▶ _What you will do_
Collect each line in the entries below that contains the string "face". Uppercase and lowercase letters count as different.

▶ _Dataset records_
· · ·

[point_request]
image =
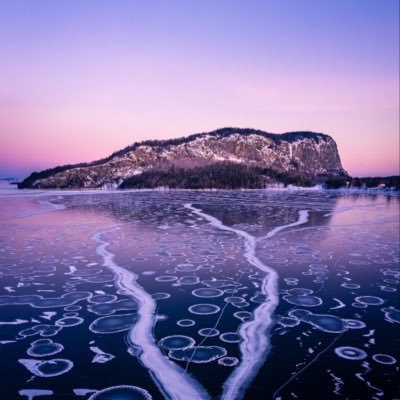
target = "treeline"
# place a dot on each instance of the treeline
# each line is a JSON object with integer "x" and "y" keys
{"x": 224, "y": 132}
{"x": 223, "y": 175}
{"x": 389, "y": 182}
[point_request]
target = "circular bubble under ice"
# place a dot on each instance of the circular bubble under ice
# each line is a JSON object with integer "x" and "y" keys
{"x": 369, "y": 300}
{"x": 243, "y": 315}
{"x": 199, "y": 354}
{"x": 69, "y": 321}
{"x": 204, "y": 309}
{"x": 185, "y": 322}
{"x": 48, "y": 368}
{"x": 228, "y": 361}
{"x": 354, "y": 324}
{"x": 304, "y": 301}
{"x": 230, "y": 337}
{"x": 102, "y": 299}
{"x": 208, "y": 332}
{"x": 166, "y": 278}
{"x": 207, "y": 292}
{"x": 189, "y": 280}
{"x": 350, "y": 353}
{"x": 113, "y": 323}
{"x": 44, "y": 347}
{"x": 122, "y": 392}
{"x": 384, "y": 359}
{"x": 176, "y": 342}
{"x": 160, "y": 296}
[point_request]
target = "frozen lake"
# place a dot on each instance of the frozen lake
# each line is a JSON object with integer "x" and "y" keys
{"x": 199, "y": 295}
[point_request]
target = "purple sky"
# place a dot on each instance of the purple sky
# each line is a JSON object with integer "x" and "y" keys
{"x": 81, "y": 79}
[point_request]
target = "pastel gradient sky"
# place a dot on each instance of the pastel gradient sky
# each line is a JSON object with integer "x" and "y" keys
{"x": 80, "y": 79}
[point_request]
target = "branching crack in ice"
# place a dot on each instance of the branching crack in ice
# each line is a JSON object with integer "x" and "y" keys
{"x": 255, "y": 344}
{"x": 168, "y": 376}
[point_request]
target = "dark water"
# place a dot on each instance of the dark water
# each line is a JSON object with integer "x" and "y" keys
{"x": 196, "y": 295}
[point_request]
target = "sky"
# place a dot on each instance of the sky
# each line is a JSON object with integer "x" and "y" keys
{"x": 80, "y": 79}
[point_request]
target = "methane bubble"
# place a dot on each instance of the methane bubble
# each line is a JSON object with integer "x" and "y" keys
{"x": 350, "y": 353}
{"x": 122, "y": 392}
{"x": 199, "y": 354}
{"x": 176, "y": 342}
{"x": 204, "y": 309}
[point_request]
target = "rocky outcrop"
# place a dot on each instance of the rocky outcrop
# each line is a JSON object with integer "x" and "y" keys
{"x": 308, "y": 153}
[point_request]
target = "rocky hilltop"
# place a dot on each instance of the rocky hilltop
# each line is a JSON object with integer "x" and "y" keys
{"x": 304, "y": 154}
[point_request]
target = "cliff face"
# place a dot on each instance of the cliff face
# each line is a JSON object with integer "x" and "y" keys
{"x": 307, "y": 153}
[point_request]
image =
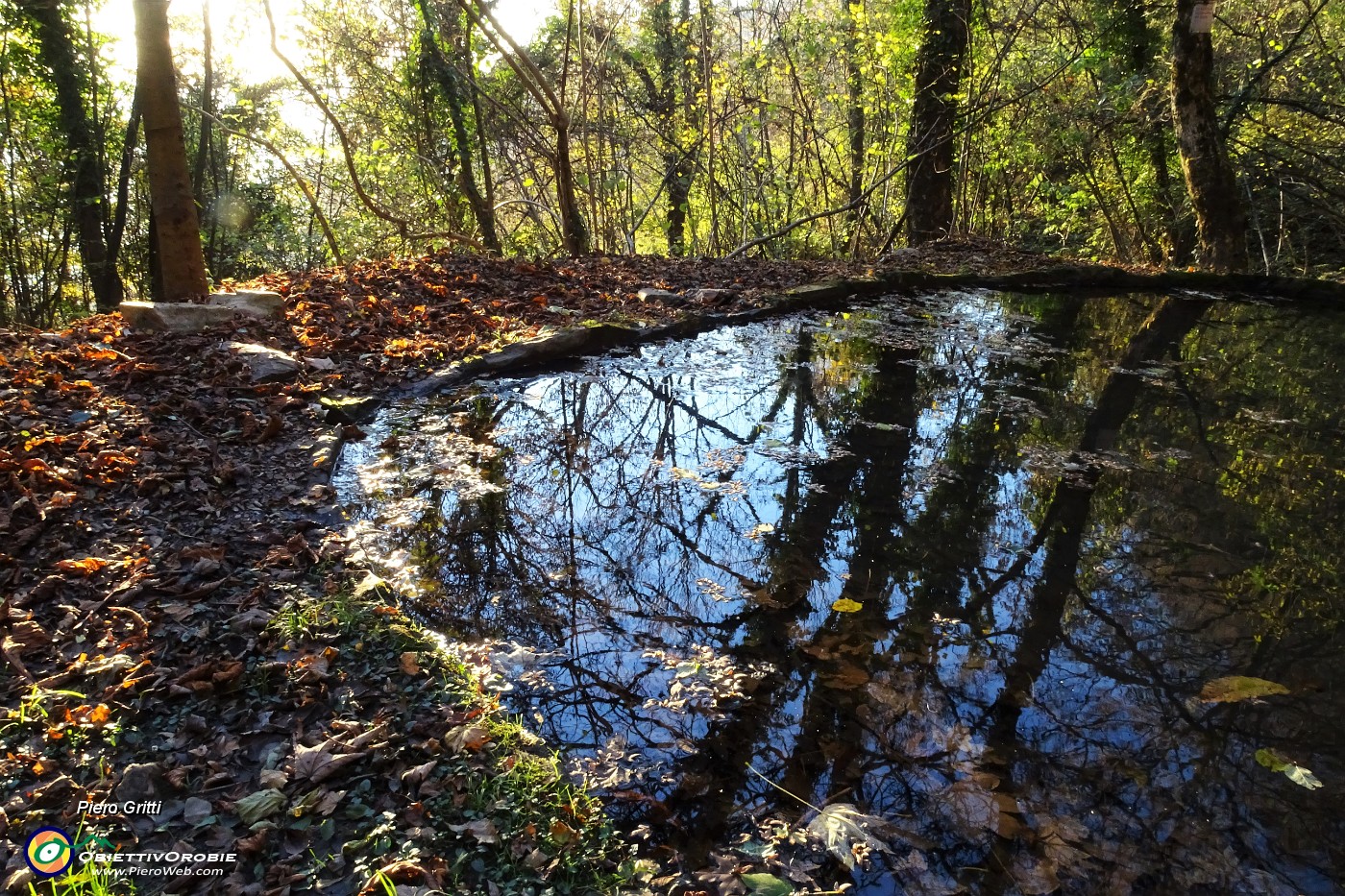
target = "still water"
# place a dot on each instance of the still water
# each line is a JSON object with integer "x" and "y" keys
{"x": 971, "y": 572}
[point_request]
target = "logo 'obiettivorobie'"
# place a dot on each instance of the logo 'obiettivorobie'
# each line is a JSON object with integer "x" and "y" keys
{"x": 50, "y": 852}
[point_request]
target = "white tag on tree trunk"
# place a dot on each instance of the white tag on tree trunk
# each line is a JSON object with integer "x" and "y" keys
{"x": 1203, "y": 17}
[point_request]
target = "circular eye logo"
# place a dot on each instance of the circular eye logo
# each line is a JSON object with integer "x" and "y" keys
{"x": 49, "y": 852}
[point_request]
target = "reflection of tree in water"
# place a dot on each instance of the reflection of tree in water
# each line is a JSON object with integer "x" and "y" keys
{"x": 1015, "y": 681}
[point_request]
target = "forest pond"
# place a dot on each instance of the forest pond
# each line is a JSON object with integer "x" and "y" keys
{"x": 1021, "y": 593}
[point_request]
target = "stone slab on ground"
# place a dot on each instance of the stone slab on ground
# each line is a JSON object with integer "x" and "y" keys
{"x": 187, "y": 316}
{"x": 264, "y": 362}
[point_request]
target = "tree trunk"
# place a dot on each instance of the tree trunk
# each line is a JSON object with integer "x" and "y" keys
{"x": 1220, "y": 218}
{"x": 170, "y": 181}
{"x": 854, "y": 113}
{"x": 574, "y": 230}
{"x": 939, "y": 64}
{"x": 450, "y": 86}
{"x": 57, "y": 51}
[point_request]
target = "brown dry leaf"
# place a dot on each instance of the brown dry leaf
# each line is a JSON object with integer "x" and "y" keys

· · ·

▶ _Problem solution_
target = "cliff face"
# place a dot on each instance of the cliff face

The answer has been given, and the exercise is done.